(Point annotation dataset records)
▼

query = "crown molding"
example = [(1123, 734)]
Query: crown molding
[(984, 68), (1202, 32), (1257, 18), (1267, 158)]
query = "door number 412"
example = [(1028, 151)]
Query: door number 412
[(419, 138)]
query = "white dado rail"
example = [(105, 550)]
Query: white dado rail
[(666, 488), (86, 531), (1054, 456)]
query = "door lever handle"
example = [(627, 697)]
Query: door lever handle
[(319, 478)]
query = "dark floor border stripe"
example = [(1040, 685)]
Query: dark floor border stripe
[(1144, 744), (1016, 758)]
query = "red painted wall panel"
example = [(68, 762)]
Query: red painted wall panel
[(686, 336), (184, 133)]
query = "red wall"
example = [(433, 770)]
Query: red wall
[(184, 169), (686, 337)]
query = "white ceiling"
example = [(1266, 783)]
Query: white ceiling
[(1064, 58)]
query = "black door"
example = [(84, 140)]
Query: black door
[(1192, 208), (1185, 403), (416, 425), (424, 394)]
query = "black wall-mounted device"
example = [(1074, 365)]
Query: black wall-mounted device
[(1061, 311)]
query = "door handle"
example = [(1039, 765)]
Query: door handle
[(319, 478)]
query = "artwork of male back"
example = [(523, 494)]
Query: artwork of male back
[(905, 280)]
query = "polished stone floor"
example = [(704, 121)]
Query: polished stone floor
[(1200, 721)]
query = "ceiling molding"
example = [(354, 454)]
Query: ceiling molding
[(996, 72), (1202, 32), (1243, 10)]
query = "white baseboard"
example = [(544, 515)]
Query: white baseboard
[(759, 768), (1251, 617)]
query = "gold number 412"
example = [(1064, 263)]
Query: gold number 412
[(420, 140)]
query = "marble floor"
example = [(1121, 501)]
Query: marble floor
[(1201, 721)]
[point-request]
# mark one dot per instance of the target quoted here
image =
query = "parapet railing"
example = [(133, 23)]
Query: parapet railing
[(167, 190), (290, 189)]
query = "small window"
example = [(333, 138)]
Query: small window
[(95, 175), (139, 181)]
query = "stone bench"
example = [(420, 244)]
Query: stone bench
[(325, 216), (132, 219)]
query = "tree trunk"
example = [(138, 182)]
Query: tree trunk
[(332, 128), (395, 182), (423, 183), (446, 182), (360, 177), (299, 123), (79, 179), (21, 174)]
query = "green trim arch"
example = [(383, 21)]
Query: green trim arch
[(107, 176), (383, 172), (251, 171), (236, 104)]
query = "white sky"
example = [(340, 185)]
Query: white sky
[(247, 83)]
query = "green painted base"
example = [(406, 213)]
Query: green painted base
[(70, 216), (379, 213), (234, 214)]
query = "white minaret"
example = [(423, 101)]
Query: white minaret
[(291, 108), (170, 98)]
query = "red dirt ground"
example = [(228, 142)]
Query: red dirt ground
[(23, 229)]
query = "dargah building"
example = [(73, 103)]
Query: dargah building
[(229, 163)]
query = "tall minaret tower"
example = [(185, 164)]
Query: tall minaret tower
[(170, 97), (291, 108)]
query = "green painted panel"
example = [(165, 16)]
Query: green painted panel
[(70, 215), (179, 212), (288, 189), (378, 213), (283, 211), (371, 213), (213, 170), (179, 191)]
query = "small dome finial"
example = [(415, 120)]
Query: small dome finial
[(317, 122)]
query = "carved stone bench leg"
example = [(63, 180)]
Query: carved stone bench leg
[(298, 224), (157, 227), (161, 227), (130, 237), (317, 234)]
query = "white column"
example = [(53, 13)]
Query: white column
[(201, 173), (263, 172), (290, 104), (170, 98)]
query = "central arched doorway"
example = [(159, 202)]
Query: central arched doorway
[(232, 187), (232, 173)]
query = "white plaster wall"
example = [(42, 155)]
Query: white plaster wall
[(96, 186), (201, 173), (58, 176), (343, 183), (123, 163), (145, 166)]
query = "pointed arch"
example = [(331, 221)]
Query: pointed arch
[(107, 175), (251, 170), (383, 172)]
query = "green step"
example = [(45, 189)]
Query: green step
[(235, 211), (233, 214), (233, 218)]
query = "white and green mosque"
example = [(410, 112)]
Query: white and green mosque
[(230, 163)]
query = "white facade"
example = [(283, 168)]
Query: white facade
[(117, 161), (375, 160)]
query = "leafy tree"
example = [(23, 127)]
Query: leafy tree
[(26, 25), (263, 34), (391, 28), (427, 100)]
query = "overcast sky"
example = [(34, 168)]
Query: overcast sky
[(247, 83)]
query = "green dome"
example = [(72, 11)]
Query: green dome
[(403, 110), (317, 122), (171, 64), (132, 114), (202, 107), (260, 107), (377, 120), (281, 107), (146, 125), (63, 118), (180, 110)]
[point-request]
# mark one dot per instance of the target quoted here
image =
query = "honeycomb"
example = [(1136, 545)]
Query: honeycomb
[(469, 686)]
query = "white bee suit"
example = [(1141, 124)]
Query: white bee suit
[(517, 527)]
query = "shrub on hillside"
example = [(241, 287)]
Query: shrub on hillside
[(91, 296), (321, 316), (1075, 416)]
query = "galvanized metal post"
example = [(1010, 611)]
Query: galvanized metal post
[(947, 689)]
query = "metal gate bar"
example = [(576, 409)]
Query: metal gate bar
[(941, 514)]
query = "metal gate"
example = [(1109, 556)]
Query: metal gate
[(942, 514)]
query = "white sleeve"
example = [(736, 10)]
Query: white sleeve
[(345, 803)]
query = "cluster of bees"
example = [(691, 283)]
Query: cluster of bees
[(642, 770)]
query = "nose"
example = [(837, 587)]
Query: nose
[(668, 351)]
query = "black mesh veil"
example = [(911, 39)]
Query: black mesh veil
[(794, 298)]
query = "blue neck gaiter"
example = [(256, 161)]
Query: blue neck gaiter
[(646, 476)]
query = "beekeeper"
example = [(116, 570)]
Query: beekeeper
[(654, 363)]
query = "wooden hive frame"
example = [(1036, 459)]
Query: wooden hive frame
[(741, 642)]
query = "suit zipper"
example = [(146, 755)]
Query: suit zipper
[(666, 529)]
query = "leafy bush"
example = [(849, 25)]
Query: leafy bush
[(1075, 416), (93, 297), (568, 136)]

▲

Every entry must be quoted exactly as it appears above.

query = "crown molding"
example = [(1123, 734)]
Query: crown molding
[(984, 68), (1202, 32), (1257, 18), (1267, 158)]
query = "door number 412"
example = [(1028, 151)]
Query: door number 412
[(419, 138)]
query = "white dado rail"
example = [(105, 550)]
Query: white dado rail
[(666, 488), (86, 531), (1054, 456)]
query = "door lever handle"
example = [(627, 697)]
Query: door lever handle
[(319, 478)]
query = "dark floor border stripe"
example = [(1040, 685)]
Query: dark floor border stripe
[(1144, 744), (1016, 758)]
query = "red painted wall panel"
example = [(68, 762)]
Query: red painted wall panel
[(686, 336), (184, 133)]
query = "red wall"
example = [(433, 770)]
Query: red wall
[(184, 169), (686, 337)]
query = "white ceiling"
example = [(1266, 783)]
Query: white ceiling
[(1064, 58)]
query = "black door"
example = [(84, 140)]
Query: black door
[(1192, 208), (1185, 403), (416, 425), (424, 394)]
query = "black wall-mounted device"
example = [(1074, 365)]
Query: black wall-mounted device
[(1061, 311)]
query = "door handle"
example = [(1039, 765)]
Query: door handle
[(319, 478)]
query = "artwork of male back"
example = [(523, 494)]
Query: artwork of male back
[(905, 280)]
query = "polished stone floor"
example = [(704, 121)]
Query: polished stone floor
[(1200, 721)]
query = "ceiling molding"
example = [(354, 454)]
Query: ceiling molding
[(996, 72), (1202, 32), (1243, 10)]
query = "white baseboard"
example = [(544, 515)]
Query: white baseboard
[(759, 768), (1251, 617)]
query = "gold number 412"
example = [(1064, 263)]
Query: gold number 412
[(420, 140)]
query = "marble floor"
example = [(1121, 501)]
Query: marble floor
[(1201, 721)]
[point-request]
# mark one dot per instance of the target quoted here
image =
query = "parapet railing"
example = [(133, 23)]
Query: parapet railing
[(167, 190), (290, 189)]
query = "small window"
example = [(333, 138)]
Query: small window
[(95, 175), (139, 181)]
query = "stone bench"
example = [(420, 244)]
Query: stone bench
[(325, 216), (132, 219)]
query = "tree trunk"
example = [(138, 182)]
Query: tree trunk
[(332, 128), (395, 182), (423, 183), (446, 182), (360, 177), (299, 123), (79, 179), (21, 174)]
query = "green trim arch"
example = [(383, 21)]
Query: green trim arch
[(107, 176), (383, 172), (251, 171), (236, 104)]
query = "white sky"
example = [(340, 185)]
Query: white sky
[(247, 83)]
query = "green painted base"
example = [(406, 213)]
Query: green painted base
[(70, 216), (379, 213), (234, 214)]
query = "white minaret"
example = [(423, 101)]
Query: white minaret
[(291, 108), (170, 98)]
query = "red dirt ground"
example = [(228, 142)]
Query: red dirt ground
[(23, 229)]
query = "dargah building"
example = [(73, 103)]
Query: dargah building
[(229, 163)]
query = "tall minaret tower"
example = [(185, 164)]
Query: tall minaret tower
[(170, 97), (291, 108)]
query = "green painted panel"
example = [(165, 16)]
Query: green painted panel
[(70, 215), (179, 212), (288, 189), (378, 213), (283, 211), (371, 213), (213, 170), (179, 191)]
query = "small dome finial"
example = [(415, 120)]
Query: small dome finial
[(317, 122)]
query = "carved stone bench leg"
example = [(63, 180)]
Query: carved stone bench leg
[(298, 224), (157, 227), (161, 227), (130, 237), (317, 234)]
query = "white column"
example = [(53, 13)]
Query: white column
[(201, 173), (263, 172), (290, 104), (170, 98)]
query = "central arched doorway"
example = [(159, 202)]
Query: central arched doorway
[(232, 187), (232, 173)]
query = "white plaster wall"
example = [(42, 155)]
Query: white plaster wall
[(96, 186), (201, 173), (58, 176), (343, 183), (123, 163), (145, 166)]
query = "pointed arch"
example = [(331, 221)]
Query: pointed arch
[(107, 175), (251, 170), (383, 172)]
query = "green step"
example = [(45, 189)]
Query: green step
[(235, 211), (233, 214), (233, 218)]
query = "white and green mosque"
example = [(410, 112)]
Query: white and green mosque
[(230, 163)]
query = "white facade"
example = [(283, 168)]
Query: white facade
[(117, 161), (375, 160)]
query = "leafy tree"
example = [(23, 127)]
Query: leafy tree
[(26, 25), (263, 34), (391, 28), (427, 100)]
query = "overcast sky"
example = [(34, 168)]
Query: overcast sky
[(247, 83)]
query = "green dome"
example = [(72, 11)]
Query: green dome
[(403, 110), (317, 122), (171, 64), (132, 114), (202, 107), (260, 107), (377, 120), (281, 107), (146, 125), (63, 118), (180, 110)]
[point-request]
# mark one dot per instance of the target quoted here
image =
query = "honeycomb"
example = [(1136, 545)]
Query: honeycomb
[(469, 686)]
query = "white bee suit"
example = [(1141, 124)]
Query: white bee suit
[(517, 527)]
query = "shrub on hillside"
example = [(241, 287)]
Query: shrub on hillside
[(91, 296), (321, 316), (1075, 416)]
query = "galvanized metal post"
example = [(1010, 611)]
Query: galvanized metal post
[(947, 689)]
query = "metal gate bar"
example = [(576, 409)]
Query: metal gate bar
[(941, 514)]
query = "metal gate"
example = [(1109, 556)]
Query: metal gate
[(942, 514)]
query = "white sleeve"
example = [(736, 10)]
Query: white sleeve
[(345, 803)]
query = "cluster of bees"
example = [(691, 283)]
Query: cluster of bees
[(642, 770)]
query = "nose"
example = [(837, 587)]
Query: nose
[(668, 351)]
query = "black mesh veil"
example = [(911, 39)]
Query: black mesh veil
[(794, 298)]
query = "blue neck gaiter"
example = [(256, 161)]
Query: blue neck gaiter
[(646, 476)]
query = "beekeeper"
example = [(116, 570)]
Query: beekeeper
[(654, 363)]
query = "wooden hive frame"
example = [(1036, 459)]
Query: wooden hive frame
[(741, 642)]
query = "suit zipper"
example = [(146, 755)]
Query: suit zipper
[(666, 529)]
query = "leafy bush"
example = [(849, 25)]
Query: leafy bush
[(1075, 416), (93, 297), (568, 136)]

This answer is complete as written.